Dans son sens le plus commun, le mal-logement renvoie à l’image d’habitations insalubres, exiguës et mal isolées, aux marchands de sommeil ou encore aux hébergements de fortune. Plus rarement, on pense la problématique au-delà des quatre murs d’un appartement ou d’une maison. Pourtant, une fois le nez dehors, force est de constater que les inégalités sociales ne s’arrêtent pas au seuil de la porte et s’étendent bien souvent aux alentours du foyer. Ce n’est d’ailleurs sans doute pas un hasard si le droit à un logement décent et le droit à un environnement sain sont institués au sein d’un seul et même article, l’article 23, de la Constitution belge.
«Le phénomène de relégation sociale, soit le fait que les populations plus fragilisées se retrouvent davantage dans des environnements plus à risque ou moins bien desservis, commence petit à petit à être pris en compte par les politiques publiques, remarque David Praile, le coordinateur du Rassemblement wallon pour le droit à l’habitat (RWDH). Ça bouge, mais cela reste très compliqué d’avoir une approche globale et intégrée du logement, qui regroupe une série d’enjeux (urbanisation, environnement, droit à la ville…).»
Les inondations de cet été en Wallonie ont révélé de façon frappante ce phénomène de relégation sociale qu’évoque David Praile. Dans la plupart des villes éventrées par les flots, les quartiers populaires, pauvres et densément peuplés étaient en première ligne de la catastrophe. Un constat rendu visible par le centre d’études d’Écolo (centre Jacky Morael), qui a cartographié six communes touchées par les inondations – Verviers, Pepinster, Trooz, Dinant, Rochefort et Liège –, détaillant, quartier par quartier, le revenu brut annuel médian de ses habitants. Les six cartes montrent toutes la même chose: les revenus les plus bas, en rouge, sont concentrés dans les centres-villes de part et d’autre des cours d’eau, tandis que les plus nantis sont au vert, profitant d’espace et de hauteur sur les collines avoisinantes.

» Lignes fournies
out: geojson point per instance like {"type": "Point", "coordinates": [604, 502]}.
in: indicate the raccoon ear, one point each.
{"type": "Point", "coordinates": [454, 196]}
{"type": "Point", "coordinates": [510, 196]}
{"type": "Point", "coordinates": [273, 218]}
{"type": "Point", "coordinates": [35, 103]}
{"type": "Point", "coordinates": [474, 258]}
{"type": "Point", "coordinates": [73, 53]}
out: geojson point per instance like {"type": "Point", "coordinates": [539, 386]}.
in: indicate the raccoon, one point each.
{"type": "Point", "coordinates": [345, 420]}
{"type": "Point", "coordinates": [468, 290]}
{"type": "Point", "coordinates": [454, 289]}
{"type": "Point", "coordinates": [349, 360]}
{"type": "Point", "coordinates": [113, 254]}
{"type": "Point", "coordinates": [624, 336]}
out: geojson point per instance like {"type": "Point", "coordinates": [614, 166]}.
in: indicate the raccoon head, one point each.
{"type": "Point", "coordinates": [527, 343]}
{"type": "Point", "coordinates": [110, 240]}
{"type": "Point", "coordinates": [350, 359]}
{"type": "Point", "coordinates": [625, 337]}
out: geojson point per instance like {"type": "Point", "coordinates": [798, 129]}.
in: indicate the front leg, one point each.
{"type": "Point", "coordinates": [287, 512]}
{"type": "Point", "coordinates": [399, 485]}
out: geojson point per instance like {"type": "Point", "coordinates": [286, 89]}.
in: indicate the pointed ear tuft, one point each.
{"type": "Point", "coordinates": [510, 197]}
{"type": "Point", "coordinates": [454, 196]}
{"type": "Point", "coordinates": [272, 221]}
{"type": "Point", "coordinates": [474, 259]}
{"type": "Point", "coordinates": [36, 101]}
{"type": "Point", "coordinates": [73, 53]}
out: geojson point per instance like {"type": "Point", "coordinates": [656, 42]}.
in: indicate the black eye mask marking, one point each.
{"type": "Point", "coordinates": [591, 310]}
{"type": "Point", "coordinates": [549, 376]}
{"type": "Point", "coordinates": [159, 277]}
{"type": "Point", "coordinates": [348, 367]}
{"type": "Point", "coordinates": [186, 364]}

» Consigne 1
Dressez la liste des communes touchées par les inondations que le centre Jacky Morael a cartographiées, selon le texte sur le mal-logement.
» Consigne 2
Dans le texte sur le mal-logement, recopiez le passage qui va de « Dans son sens » jusqu'à « la Constitution belge. ».
» Consigne 3
Répondez brièvement à ces questions sur le texte sur le mal-logement :
(a) Quel article de la Constitution belge réunit le droit à un logement décent et le droit à un environnement sain ?
(b) Quelle fonction David Praile occupe-t-il ?
(c) Quelle couleur signale les revenus les plus bas sur les cartes ?

» Corrigé 1
Verviers, Pepinster, Trooz, Dinant, Rochefort, Liège

» Corrigé 2
Dans son sens le plus commun, le mal-logement renvoie à l’image d’habitations insalubres, exiguës et mal isolées, aux marchands de sommeil ou encore aux hébergements de fortune. Plus rarement, on pense la problématique au-delà des quatre murs d’un appartement ou d’une maison. Pourtant, une fois le nez dehors, force est de constater que les inégalités sociales ne s’arrêtent pas au seuil de la porte et s’étendent bien souvent aux alentours du foyer. Ce n’est d’ailleurs sans doute pas un hasard si le droit à un logement décent et le droit à un environnement sain sont institués au sein d’un seul et même article, l’article 23, de la Constitution belge.

» Corrigé 3
(a) L'article 23.
(b) Il est coordinateur du Rassemblement wallon pour le droit à l'habitat (RWDH).
(c) Le rouge.